[Collected data]
*** Block opens ***

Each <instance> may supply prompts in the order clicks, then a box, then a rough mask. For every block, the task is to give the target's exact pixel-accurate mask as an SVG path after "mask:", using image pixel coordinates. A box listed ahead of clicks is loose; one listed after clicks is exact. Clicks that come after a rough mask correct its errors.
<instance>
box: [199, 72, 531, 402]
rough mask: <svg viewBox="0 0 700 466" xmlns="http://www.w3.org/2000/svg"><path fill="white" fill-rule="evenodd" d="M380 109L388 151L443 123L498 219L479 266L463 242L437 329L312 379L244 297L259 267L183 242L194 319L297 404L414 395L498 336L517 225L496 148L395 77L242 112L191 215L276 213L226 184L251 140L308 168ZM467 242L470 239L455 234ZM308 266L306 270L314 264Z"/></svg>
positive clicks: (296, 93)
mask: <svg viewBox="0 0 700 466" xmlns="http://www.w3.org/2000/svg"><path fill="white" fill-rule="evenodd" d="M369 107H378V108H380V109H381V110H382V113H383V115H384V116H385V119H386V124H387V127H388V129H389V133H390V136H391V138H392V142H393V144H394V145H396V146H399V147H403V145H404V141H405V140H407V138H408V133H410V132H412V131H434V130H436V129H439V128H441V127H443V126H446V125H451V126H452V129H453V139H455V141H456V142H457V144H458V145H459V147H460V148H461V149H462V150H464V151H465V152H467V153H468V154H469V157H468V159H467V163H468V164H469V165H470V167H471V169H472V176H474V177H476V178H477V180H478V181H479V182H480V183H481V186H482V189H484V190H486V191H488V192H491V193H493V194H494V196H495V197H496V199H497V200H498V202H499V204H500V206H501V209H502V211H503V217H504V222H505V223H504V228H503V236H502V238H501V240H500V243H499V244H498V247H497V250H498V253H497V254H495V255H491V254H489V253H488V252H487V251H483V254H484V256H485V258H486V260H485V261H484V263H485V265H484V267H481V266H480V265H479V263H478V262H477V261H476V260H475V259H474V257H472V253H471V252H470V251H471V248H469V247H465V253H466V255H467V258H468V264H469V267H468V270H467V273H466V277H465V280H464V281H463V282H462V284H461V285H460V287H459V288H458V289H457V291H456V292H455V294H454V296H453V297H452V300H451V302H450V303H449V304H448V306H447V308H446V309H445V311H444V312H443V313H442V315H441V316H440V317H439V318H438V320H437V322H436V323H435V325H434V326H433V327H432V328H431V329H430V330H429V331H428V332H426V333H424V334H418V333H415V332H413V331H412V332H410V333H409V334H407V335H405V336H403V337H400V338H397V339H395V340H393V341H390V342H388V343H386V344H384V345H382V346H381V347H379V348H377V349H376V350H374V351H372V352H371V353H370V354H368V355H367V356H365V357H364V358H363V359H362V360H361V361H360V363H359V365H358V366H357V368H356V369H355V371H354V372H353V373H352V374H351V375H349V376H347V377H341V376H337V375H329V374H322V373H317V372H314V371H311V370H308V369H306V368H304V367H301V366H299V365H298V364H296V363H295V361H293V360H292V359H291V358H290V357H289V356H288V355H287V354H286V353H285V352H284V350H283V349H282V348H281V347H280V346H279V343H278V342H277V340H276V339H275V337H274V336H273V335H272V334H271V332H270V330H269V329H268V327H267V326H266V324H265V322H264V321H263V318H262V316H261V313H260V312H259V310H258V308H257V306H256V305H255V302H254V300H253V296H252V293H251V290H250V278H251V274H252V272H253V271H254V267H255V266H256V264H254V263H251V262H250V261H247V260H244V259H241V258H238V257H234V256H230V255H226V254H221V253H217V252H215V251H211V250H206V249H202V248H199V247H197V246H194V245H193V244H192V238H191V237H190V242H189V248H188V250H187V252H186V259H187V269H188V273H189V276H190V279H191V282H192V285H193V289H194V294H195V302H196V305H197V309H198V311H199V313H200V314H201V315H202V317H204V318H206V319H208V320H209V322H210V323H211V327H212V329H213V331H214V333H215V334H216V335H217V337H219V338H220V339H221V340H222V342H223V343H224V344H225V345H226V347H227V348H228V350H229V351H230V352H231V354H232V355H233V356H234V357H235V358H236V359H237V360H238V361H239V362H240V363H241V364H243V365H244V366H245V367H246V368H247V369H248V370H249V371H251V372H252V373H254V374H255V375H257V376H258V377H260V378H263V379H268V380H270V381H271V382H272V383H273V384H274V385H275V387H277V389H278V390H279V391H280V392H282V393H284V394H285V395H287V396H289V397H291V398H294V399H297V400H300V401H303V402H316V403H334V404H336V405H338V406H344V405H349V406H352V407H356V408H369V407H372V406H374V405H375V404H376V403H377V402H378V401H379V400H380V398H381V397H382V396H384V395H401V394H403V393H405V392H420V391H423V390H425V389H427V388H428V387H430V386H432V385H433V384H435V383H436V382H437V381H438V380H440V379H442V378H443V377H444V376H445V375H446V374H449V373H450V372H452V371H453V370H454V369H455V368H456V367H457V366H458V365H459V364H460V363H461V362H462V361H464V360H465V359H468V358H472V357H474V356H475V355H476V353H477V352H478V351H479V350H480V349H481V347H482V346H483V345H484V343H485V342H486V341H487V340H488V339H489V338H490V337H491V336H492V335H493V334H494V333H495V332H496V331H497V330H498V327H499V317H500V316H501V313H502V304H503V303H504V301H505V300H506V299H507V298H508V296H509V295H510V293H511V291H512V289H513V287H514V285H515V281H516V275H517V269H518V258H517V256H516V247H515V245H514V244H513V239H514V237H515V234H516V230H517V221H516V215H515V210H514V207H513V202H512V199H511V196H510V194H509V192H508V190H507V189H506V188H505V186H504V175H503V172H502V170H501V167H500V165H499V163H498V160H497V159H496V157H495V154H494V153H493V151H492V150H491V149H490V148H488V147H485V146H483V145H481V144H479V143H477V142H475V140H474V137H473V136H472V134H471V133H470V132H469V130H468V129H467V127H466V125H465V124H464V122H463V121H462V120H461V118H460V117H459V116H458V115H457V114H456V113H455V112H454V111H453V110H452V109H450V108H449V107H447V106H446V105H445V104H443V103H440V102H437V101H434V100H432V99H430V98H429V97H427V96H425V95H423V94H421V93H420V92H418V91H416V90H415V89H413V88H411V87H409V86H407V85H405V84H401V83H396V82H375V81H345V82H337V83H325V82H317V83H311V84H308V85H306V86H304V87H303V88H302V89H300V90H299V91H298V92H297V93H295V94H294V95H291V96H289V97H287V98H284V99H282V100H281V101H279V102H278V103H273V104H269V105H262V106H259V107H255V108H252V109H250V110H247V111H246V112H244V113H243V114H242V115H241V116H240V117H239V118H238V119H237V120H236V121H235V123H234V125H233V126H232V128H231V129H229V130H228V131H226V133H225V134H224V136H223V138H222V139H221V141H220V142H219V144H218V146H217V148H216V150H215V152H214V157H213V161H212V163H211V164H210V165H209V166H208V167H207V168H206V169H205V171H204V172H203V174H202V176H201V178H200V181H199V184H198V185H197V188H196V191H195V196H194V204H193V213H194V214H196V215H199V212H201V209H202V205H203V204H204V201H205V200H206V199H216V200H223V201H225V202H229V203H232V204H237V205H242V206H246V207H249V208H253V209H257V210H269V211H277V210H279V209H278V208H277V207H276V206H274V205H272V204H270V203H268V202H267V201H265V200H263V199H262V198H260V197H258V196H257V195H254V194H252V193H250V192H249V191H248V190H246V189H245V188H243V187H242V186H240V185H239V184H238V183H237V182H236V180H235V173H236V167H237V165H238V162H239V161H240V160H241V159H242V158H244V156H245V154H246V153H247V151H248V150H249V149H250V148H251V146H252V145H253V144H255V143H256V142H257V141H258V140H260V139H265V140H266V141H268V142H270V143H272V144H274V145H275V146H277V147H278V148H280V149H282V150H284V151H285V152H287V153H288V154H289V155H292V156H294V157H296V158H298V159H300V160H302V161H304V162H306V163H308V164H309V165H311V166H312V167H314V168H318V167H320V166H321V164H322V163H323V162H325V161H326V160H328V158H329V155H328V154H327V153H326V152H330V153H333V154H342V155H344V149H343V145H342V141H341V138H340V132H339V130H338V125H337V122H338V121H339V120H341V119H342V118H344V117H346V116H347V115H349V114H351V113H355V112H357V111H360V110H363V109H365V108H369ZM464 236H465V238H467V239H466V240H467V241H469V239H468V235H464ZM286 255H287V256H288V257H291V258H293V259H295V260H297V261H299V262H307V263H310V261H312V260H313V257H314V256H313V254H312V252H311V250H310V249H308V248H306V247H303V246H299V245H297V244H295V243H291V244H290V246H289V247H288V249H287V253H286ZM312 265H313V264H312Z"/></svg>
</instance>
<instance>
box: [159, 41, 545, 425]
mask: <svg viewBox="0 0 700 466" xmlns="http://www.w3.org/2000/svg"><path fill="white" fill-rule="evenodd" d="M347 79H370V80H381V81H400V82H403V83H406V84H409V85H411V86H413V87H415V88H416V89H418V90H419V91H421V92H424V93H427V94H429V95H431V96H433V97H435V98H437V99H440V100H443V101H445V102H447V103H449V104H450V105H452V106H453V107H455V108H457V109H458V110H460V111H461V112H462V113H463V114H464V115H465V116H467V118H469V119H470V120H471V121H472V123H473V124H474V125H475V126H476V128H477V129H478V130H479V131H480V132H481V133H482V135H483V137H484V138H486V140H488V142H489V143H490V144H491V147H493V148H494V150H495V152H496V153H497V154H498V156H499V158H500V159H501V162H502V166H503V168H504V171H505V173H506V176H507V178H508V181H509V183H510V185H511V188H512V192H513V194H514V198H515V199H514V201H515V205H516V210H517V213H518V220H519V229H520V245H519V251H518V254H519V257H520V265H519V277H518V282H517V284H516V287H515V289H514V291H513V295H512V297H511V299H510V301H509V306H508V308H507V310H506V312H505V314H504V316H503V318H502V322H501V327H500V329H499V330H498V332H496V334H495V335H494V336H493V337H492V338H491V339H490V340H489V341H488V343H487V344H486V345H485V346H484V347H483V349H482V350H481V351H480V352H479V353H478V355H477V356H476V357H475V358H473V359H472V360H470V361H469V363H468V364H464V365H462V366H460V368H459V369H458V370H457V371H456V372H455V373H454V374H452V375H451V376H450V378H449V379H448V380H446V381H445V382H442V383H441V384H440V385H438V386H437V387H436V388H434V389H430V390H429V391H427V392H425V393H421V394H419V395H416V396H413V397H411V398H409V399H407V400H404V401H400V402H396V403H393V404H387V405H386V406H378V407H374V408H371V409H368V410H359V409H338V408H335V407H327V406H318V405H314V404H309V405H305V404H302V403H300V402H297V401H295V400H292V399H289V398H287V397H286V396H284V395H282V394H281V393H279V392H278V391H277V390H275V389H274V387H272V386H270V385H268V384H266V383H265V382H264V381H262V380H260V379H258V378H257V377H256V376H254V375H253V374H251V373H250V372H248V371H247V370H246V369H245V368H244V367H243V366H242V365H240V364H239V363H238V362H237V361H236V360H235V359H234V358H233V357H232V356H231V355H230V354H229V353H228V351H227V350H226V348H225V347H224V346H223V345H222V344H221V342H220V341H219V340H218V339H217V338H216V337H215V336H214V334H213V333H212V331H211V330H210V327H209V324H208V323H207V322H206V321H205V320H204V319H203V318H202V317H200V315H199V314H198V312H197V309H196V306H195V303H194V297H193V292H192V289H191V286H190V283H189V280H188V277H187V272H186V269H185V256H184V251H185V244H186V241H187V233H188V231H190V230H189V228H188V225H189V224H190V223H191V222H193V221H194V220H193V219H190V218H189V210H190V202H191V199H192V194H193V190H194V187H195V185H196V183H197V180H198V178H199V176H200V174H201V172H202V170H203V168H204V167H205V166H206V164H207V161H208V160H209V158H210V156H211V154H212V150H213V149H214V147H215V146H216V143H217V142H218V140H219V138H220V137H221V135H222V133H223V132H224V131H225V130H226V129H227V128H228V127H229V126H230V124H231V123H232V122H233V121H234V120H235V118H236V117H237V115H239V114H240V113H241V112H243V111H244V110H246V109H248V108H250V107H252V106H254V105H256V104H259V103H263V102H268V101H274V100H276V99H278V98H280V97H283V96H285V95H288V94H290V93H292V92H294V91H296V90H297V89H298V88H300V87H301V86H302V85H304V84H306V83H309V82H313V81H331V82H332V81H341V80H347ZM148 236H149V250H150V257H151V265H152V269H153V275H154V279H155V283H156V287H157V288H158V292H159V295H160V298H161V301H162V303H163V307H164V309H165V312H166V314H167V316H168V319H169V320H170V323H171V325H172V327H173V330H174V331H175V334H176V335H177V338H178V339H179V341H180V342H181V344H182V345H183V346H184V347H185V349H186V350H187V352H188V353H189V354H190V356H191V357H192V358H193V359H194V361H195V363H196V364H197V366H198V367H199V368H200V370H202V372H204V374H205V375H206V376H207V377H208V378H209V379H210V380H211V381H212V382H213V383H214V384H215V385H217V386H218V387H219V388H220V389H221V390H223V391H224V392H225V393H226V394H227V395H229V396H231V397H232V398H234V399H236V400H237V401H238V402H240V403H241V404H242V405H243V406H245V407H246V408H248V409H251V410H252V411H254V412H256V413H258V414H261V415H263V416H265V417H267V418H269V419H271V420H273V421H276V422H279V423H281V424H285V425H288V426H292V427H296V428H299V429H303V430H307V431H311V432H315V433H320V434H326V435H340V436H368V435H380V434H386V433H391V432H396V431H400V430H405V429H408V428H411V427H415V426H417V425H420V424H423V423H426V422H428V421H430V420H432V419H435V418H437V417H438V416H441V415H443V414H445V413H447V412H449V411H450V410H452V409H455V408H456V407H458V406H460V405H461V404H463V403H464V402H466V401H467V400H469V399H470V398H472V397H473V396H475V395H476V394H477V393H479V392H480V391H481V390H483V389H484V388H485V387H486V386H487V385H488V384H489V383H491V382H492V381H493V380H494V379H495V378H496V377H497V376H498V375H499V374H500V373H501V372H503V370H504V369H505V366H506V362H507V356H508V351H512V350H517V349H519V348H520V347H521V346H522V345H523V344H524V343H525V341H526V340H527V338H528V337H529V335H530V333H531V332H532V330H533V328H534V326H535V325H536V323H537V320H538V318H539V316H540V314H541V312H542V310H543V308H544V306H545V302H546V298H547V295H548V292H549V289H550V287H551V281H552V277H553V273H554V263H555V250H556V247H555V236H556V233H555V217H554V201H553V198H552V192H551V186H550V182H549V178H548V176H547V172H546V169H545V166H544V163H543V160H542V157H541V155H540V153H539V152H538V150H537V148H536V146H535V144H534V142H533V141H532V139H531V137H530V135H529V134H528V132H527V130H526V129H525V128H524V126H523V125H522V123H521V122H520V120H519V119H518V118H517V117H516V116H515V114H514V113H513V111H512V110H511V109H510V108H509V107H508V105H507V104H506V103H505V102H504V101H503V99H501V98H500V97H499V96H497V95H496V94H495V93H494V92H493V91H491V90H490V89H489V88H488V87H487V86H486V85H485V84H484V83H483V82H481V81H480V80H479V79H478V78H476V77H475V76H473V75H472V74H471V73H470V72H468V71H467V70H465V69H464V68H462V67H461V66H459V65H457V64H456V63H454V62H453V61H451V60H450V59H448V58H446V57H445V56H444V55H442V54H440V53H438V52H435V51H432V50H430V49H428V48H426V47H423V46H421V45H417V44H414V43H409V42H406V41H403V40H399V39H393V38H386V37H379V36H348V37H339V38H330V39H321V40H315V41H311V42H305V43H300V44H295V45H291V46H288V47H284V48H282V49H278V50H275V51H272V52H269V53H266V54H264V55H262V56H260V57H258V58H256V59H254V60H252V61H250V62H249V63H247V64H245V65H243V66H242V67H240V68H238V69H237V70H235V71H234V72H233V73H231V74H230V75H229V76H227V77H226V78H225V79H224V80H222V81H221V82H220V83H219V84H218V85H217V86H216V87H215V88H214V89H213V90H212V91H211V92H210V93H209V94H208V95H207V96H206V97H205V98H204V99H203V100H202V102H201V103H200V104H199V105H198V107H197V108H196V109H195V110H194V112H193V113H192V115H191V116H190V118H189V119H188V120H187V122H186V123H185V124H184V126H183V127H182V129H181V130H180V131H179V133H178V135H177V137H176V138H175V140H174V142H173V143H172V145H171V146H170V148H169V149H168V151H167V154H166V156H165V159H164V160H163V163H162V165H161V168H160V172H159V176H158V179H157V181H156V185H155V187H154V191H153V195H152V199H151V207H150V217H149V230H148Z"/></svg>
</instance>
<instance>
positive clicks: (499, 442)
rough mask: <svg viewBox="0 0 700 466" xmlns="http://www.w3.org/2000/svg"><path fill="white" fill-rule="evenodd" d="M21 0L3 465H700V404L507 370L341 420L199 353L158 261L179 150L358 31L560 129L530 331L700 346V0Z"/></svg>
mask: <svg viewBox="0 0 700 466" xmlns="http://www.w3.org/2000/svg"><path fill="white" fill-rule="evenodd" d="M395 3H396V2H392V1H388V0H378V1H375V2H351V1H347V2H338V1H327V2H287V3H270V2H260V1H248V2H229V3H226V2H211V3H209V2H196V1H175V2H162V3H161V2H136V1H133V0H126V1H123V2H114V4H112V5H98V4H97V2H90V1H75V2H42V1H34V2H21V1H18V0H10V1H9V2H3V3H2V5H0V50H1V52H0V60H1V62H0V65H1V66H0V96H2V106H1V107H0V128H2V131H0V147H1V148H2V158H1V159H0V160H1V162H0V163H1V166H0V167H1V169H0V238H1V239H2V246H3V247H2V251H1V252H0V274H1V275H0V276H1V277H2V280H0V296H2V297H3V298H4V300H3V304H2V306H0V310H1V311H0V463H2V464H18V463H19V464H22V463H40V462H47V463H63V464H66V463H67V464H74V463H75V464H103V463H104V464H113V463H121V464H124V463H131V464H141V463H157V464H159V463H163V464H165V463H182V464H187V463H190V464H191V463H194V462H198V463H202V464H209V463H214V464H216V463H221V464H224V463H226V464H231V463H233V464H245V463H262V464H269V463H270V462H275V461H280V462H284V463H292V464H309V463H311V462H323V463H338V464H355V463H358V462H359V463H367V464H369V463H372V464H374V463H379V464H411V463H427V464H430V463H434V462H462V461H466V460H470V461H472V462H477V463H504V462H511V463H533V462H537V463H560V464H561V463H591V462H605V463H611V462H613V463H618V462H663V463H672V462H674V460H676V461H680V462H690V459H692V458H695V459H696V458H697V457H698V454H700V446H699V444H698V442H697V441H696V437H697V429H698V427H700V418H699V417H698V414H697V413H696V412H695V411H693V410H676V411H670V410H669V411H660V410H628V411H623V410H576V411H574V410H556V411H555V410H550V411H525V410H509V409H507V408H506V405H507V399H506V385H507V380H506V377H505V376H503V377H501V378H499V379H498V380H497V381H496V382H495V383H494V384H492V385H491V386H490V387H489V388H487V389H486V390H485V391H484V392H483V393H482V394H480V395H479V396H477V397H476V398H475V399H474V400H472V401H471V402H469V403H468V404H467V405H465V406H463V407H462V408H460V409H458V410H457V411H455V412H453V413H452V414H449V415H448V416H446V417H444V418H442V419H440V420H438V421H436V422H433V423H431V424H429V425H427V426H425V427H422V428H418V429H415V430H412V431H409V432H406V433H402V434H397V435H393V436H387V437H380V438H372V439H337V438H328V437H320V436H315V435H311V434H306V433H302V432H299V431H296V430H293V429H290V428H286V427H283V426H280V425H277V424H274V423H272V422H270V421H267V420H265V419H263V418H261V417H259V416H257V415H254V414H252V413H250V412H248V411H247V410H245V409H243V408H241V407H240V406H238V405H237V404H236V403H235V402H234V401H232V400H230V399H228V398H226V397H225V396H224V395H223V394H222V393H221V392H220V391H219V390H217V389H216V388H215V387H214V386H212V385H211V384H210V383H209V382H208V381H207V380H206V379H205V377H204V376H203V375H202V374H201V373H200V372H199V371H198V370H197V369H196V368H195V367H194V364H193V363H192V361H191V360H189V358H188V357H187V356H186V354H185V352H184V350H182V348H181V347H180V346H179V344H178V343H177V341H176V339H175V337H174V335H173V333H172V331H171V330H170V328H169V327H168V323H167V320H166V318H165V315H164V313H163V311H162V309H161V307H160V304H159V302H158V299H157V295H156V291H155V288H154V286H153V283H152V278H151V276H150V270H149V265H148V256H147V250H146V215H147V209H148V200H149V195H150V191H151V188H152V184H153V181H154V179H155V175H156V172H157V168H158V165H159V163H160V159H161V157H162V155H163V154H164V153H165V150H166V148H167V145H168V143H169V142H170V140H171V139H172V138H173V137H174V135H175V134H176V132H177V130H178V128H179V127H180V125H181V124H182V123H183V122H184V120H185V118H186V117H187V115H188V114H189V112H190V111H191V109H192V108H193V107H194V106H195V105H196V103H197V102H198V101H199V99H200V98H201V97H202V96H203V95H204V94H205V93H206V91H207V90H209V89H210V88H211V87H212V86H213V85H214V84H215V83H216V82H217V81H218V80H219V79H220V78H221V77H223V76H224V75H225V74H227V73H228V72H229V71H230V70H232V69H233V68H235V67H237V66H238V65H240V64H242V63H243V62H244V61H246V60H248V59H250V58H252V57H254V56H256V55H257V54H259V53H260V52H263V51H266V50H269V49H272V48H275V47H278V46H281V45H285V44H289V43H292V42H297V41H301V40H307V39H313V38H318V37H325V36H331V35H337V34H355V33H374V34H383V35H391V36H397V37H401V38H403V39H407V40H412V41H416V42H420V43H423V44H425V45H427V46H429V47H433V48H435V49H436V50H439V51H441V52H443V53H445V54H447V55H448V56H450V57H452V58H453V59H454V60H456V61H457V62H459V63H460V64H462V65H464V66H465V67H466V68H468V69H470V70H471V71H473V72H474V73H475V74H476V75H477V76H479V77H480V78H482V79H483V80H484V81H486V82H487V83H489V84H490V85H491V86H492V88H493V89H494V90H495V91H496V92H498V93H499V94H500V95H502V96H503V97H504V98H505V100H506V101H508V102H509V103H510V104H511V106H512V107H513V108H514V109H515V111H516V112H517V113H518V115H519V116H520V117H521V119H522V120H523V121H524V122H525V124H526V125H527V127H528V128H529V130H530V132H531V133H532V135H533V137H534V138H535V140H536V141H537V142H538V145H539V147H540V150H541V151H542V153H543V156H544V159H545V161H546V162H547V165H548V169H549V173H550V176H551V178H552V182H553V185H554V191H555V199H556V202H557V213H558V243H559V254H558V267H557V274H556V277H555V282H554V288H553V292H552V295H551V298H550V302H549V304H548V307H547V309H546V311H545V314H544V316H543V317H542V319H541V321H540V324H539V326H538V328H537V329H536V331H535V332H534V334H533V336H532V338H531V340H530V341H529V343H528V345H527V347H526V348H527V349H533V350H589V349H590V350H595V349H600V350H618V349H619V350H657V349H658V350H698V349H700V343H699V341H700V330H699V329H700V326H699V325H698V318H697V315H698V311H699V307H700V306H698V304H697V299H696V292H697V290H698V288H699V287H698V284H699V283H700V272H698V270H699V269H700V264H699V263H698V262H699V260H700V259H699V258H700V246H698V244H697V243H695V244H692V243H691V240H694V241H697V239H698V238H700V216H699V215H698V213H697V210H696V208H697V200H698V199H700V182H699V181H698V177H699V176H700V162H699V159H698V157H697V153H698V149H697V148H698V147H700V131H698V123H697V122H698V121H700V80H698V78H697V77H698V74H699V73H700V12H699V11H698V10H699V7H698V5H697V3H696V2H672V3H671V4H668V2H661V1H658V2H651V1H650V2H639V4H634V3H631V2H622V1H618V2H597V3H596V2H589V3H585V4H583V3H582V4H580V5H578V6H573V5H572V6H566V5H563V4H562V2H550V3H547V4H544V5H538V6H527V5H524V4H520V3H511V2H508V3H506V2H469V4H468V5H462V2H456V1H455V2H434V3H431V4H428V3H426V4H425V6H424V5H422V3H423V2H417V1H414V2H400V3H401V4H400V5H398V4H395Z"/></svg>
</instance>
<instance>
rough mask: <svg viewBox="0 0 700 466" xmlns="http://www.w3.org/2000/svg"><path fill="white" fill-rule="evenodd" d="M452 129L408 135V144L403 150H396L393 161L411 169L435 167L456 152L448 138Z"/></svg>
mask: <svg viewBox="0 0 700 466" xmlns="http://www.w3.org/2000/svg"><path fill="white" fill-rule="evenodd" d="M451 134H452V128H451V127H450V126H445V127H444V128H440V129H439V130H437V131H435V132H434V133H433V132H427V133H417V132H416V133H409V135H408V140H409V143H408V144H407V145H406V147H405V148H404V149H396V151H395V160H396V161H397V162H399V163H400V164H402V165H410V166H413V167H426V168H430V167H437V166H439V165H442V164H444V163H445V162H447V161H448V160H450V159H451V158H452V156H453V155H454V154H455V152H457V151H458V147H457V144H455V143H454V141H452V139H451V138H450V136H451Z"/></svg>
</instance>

*** Block closes ***

* [BRIEF]
The lines to return begin at the first line of the records and end at the line holding "box: [199, 72, 531, 402]"; please return them exactly, including both, and nothing beyond.

* [THE COMPLETED TASK]
Each <instance> may supply prompts in the order clicks, then a box, then a rough mask. For every block, the task is to give the target's exact pixel-accurate mask as an SVG path after "mask:", using image pixel coordinates. A box listed ahead of clicks is loose; one listed after clicks is exact. Clicks that come after a rough mask correct its errors.
<instance>
box: [199, 72, 531, 402]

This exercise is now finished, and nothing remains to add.